══ Records provided ══

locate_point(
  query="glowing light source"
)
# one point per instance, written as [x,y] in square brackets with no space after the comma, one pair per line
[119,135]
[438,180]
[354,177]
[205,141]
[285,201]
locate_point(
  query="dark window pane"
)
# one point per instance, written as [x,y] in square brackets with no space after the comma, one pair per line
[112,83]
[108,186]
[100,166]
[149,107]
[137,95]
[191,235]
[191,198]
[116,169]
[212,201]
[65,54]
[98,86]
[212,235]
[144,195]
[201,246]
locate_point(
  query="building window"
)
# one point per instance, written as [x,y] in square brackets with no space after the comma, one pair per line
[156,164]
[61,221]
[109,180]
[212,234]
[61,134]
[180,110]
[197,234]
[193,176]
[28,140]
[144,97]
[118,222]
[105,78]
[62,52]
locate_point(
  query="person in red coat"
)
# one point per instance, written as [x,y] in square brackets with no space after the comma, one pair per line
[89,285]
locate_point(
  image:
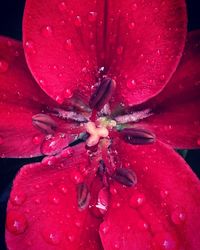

═══

Could you write out all the records again with "each pair on its own line" substituted for "one pair per line" and nothing else changed, leaving out the pictures?

locate_point(
  query="glowing light source"
)
# one point per instance, written as [x,y] in square brackets with no space after the comma, each pair on its own line
[119,135]
[438,180]
[354,177]
[205,141]
[285,201]
locate_point(
  query="dark window pane"
)
# one point per instance, written as [x,y] in square brackets with no space after the comma, each pair on its own line
[112,83]
[108,186]
[100,166]
[149,107]
[137,95]
[191,235]
[191,198]
[116,169]
[212,201]
[65,54]
[98,86]
[212,235]
[144,195]
[201,246]
locate_point(
  query="building window"
)
# one point per instance, written as [x,y] in square brackets with no space after the comma, each pair on its own line
[156,164]
[61,221]
[109,180]
[212,234]
[61,134]
[180,110]
[197,234]
[193,176]
[28,140]
[144,97]
[118,222]
[105,78]
[62,52]
locate_point(
  query="person in red coat"
)
# one point per instance, written as [x,y] in square brackets with no space after the comma, each pair on its own line
[89,285]
locate_point(
  image:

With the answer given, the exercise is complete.